(Data provided begins)

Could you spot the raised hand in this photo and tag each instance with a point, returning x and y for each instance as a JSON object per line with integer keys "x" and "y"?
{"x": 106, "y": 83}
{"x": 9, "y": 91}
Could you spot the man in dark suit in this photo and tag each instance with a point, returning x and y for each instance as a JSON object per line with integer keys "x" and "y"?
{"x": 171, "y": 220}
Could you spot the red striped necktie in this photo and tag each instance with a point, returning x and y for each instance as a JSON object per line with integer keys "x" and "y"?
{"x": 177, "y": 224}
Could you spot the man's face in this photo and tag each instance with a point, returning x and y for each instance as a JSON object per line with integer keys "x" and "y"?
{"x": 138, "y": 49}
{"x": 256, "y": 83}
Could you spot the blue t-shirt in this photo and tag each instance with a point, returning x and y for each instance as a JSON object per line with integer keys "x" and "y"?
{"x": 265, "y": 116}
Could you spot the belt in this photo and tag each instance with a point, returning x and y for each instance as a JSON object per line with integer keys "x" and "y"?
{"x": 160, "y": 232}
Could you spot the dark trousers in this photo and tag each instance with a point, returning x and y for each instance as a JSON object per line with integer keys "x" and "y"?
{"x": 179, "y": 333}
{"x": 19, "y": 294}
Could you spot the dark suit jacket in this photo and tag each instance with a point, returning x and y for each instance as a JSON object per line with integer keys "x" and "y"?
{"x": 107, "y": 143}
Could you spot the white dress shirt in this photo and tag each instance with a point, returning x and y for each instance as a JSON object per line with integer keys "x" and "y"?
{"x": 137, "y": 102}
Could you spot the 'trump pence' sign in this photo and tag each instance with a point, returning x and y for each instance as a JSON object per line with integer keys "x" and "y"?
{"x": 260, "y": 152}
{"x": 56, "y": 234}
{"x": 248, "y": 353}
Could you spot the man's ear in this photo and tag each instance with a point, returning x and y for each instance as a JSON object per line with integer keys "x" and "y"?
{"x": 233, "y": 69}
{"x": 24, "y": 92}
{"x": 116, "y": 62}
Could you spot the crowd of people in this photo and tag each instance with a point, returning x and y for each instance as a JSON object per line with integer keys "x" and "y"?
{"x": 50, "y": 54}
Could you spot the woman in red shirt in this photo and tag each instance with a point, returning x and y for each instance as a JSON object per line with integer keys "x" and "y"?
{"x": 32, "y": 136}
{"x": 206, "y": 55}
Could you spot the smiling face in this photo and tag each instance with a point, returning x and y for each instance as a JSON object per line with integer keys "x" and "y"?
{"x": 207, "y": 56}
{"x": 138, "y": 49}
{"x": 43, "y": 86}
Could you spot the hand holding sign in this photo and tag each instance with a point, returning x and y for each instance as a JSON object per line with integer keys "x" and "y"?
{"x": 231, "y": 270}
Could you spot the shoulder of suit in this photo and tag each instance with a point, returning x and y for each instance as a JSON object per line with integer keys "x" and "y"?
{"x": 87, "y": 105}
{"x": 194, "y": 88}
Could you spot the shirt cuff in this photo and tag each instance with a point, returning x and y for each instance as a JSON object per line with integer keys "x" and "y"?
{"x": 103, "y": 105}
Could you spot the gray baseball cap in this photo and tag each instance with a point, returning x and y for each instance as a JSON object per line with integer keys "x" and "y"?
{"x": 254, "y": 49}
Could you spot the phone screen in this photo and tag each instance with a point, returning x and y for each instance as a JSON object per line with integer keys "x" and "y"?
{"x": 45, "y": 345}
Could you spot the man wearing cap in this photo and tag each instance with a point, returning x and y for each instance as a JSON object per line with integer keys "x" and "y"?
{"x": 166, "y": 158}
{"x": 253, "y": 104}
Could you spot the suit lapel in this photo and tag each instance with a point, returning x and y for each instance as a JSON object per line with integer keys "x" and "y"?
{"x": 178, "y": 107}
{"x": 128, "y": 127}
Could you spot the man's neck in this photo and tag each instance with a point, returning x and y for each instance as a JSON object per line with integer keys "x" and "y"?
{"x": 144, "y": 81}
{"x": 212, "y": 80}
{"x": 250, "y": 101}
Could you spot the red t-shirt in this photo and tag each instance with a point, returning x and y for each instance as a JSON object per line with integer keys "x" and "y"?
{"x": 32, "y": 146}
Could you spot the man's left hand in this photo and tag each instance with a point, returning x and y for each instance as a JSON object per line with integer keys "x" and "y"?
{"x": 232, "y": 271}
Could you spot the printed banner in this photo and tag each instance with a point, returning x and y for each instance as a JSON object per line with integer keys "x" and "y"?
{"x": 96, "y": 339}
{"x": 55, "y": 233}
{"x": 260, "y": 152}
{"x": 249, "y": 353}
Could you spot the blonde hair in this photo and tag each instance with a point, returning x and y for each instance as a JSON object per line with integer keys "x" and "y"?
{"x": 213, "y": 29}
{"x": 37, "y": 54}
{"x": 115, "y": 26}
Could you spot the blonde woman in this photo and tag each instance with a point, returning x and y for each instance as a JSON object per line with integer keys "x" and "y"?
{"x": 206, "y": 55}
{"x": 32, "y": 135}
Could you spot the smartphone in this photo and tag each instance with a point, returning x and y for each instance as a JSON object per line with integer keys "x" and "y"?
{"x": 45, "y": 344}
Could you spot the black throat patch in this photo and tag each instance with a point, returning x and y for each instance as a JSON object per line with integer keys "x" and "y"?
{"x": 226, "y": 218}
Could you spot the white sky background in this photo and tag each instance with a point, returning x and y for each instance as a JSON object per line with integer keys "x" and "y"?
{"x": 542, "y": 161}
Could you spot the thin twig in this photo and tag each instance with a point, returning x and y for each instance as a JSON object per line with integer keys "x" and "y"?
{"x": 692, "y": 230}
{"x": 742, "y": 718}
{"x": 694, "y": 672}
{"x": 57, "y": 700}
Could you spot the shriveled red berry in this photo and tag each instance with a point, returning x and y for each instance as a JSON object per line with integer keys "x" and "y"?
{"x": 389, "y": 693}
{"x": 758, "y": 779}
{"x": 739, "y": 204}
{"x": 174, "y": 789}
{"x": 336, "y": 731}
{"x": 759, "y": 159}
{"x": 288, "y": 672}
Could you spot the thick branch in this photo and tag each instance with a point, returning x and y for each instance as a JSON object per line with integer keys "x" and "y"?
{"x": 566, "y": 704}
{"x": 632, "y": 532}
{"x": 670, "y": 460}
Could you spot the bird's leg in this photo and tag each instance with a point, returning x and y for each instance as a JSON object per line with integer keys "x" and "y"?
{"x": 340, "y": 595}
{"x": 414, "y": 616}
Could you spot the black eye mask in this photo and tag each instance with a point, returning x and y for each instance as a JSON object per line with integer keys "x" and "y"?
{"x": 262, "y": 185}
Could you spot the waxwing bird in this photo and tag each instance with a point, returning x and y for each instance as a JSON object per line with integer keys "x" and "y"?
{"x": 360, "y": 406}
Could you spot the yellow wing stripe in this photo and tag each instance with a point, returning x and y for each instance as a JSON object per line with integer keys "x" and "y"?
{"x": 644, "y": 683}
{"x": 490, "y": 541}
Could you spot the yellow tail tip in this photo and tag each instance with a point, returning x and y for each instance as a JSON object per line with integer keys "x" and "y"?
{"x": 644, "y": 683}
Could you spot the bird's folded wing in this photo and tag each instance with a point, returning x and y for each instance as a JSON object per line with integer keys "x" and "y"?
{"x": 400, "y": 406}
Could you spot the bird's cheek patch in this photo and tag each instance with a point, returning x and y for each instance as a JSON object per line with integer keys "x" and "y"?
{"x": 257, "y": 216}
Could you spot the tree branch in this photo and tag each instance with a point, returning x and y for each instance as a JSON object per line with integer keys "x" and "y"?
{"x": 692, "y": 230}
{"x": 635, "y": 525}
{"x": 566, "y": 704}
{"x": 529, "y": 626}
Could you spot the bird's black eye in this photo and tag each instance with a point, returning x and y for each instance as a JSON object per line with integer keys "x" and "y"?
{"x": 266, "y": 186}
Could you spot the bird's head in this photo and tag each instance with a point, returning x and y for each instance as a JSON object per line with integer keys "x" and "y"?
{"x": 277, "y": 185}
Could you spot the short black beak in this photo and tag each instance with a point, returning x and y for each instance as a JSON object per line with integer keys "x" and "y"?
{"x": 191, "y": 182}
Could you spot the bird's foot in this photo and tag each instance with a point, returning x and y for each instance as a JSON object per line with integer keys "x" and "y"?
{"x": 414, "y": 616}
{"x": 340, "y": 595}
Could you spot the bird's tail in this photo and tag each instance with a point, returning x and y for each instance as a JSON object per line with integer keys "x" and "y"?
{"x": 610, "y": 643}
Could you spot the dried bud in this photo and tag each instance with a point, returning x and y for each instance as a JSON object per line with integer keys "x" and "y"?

(Data provided ends)

> [Work request]: Your output should be the lines from the one with "Could you spot the bird's head" through the last line of the entries above, copied exactly and nothing more.

> [Result of the exercise]:
Could you spot the bird's head in this photo and tag each instance with a point, returning x and y for each instance as a JSON object per line with integer keys "x" and "y"?
{"x": 277, "y": 185}
Could you spot the short black beak in this photo and tag each instance with a point, returning x and y for each instance as a JSON object per line with integer keys "x" and "y"?
{"x": 191, "y": 182}
Could you spot the bird's foot in this photo and tag each instance with a point, returning x and y for each instance as a JSON object per line with integer keys "x" and "y"?
{"x": 414, "y": 616}
{"x": 340, "y": 595}
Could you spot the bird's tail in this photo and tag each instance with a point, returning x and y for each instance as a JSON object per line with integer keys "x" and "y"?
{"x": 610, "y": 643}
Could you spot the dried bud in this photo and tag each instance with a point, returning x and y for each instance as a JSON object per line with integer keys "x" and "y"?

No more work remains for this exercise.